> **Study text**
Voting by mail typically entails filling out a paper ballot by hand and placing the completed ballot in the mail. While existing mail voting processes may allow nondisabled individuals to vote secretly and independently, voters with visual or manual disabilities are likely to need assistance to read and mark their paper absentee ballots, stripping them of the privacy available to nondisabled voters. Thus, plaintiffs describe their dilemma as having to make the “unconscionable choice of either leaving their homes in order to receive in-person assistance with voting at the closest polling place—thereby facing the threat of severe illness or death [during the pandemic]—or staying home and foregoing the right to vote privately and independently (if third-party assistance is available), or the right to vote entirely (if it is not).”
These cases have largely been brought in federal court, asserting violations of Title II of the Americans with Disabilities Act (ADA) or Section 504 of the Rehabilitation Act. Both claims center on the failure of states to offer reasonable accommodations to voters with disabilities in the provision of public services and federally funded programs. Plaintiffs assert the existence of a variety of logistically and financially feasible accommodations that would enable disabled voters to request, receive, complete and even return their absentee ballots electronically. For instance, Maryland has designed, implemented and made freely available to other states its ballot marking system that allows a disabled voter to receive and complete an online ballot. For voters who are blind or deaf-blind, electronic ballots permit the use of text-to-speech or braille translation software that obviates the need for assistance. In August, Pennsylvania implemented an online ballot tool, OmniBallot, which allows for the electronic delivery and marking of ballots via a link sent to eligible voters. Pennsylvania expanded accessibility after a state court ruled that its mail-in ballot process violated the ADA and Rehabilitation Act. After the ruling, the federal district court in a case challenging Pennsylvania’s accessibility limitations—Drenth v. Boockvar—granted defendants’ motion for summary judgment, agreeing with defendants’ argument that “because a remote ballot marking system will be in place for the November 2020 general election and all future elections, there is no longer a case or controversy for the court to resolve.” The court further granted defendants’ motion for summary judgment with respect to any claim arising from the return or submission of mailed ballots because “Plaintiffs’ complaint did not raise such a claim.”
Some plaintiffs have sought a different accommodation for blind voters: an electronic ballot delivery system that some states have created to comply with Uniformed and Overseas Citizens Absentee Voting Act (UOCAVA) obligations. Michigan, for example, voluntarily entered into a consent decree to make its UOCAVA PDF ballots available to blind voters for the state’s May primary election. Although Michigan does not currently permit the electronic transmission of completed ballots, voters with disabilities benefit from the increased technological accessibility to electronic ballots.
In recent months, voters have brought a wave of challenges to mail-in ballot submission deadlines and restrictions that they believe infringe on the public’s right to vote. Plaintiffs have, thus far, seen largely negative results. Even where plaintiffs have won preliminary injunctions at the lower court level, the appellate courts—in both state and federal contexts—have typically reversed rulings that would have extended ballot deadlines and relaxed limitations on voter assistance.
It remains to be seen whether additional rulings on vote-by-mail cases will be issued and implemented before November. As the coronavirus pandemic rages on, vote-by-mail will remain a crucial method of electoral participation, and voters are likely to continue to challenge state rules that they view as burdening their right to vote.

> **Data listing**
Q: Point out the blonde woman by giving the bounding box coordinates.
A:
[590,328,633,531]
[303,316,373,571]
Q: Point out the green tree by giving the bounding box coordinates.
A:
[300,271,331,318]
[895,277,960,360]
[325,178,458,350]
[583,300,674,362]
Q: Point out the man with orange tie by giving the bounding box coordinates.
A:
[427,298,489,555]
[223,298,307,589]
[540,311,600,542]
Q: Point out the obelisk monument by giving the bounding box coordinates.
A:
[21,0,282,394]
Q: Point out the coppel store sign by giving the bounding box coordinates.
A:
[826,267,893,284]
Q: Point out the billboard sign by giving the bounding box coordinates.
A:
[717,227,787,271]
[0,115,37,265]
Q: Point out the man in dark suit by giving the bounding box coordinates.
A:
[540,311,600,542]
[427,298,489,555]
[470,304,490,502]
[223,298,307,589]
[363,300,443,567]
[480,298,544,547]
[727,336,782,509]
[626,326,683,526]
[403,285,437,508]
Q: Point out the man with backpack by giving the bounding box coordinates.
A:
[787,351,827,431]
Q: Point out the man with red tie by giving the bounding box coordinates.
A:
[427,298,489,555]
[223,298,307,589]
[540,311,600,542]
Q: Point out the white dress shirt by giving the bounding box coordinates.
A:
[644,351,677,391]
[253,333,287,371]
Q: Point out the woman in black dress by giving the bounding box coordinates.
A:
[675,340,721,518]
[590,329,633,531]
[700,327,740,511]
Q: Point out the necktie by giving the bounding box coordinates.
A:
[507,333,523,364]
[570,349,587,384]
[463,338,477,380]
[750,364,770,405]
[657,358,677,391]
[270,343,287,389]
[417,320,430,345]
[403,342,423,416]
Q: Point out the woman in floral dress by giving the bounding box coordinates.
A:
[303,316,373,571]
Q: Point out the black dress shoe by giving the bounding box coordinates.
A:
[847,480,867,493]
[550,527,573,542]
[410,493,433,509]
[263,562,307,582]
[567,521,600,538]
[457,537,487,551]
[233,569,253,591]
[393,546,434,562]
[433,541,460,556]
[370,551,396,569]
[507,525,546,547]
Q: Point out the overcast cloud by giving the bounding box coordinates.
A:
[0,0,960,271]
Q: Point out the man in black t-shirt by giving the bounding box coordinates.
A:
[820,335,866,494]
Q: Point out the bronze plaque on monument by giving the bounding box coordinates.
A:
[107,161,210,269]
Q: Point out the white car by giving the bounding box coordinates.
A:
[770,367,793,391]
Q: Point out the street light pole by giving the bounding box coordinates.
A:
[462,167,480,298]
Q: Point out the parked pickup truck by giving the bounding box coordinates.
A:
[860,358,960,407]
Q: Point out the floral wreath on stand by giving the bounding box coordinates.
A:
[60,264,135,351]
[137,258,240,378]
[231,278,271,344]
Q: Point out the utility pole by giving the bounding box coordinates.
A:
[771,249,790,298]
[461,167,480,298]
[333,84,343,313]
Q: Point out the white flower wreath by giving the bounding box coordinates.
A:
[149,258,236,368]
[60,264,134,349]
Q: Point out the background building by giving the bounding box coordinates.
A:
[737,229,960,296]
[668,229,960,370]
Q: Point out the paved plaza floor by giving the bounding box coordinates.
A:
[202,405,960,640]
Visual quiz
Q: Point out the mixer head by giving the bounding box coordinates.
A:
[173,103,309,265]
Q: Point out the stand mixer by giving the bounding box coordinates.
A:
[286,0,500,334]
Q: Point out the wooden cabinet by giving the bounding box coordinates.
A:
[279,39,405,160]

> **Activities**
a: Summarize the text on vote-by-mail litigation in two sentences.
b: Rewrite the stretch of the text on vote-by-mail litigation from "In recent months, voters" through "on voter assistance.", replacing "preliminary injunctions" with "temporary injunctions".

> **Results in order**
a: Voters with visual or manual disabilities often need help to read and mark paper absentee ballots, and plaintiffs have sued under the ADA and Section 504 of the Rehabilitation Act for accommodations such as electronic ballots, which Maryland, Pennsylvania and Michigan have made available in various forms. Broader challenges to mail-in ballot deadlines and restrictions have seen largely negative results, yet voters are likely to keep challenging state rules they view as burdening their right to vote as the pandemic continues.

b:
In recent months, voters have brought a wave of challenges to mail-in ballot submission deadlines and restrictions that they believe infringe on the public’s right to vote. Plaintiffs have, thus far, seen largely negative results. Even where plaintiffs have won temporary injunctions at the lower court level, the appellate courts—in both state and federal contexts—have typically reversed rulings that would have extended ballot deadlines and relaxed limitations on voter assistance.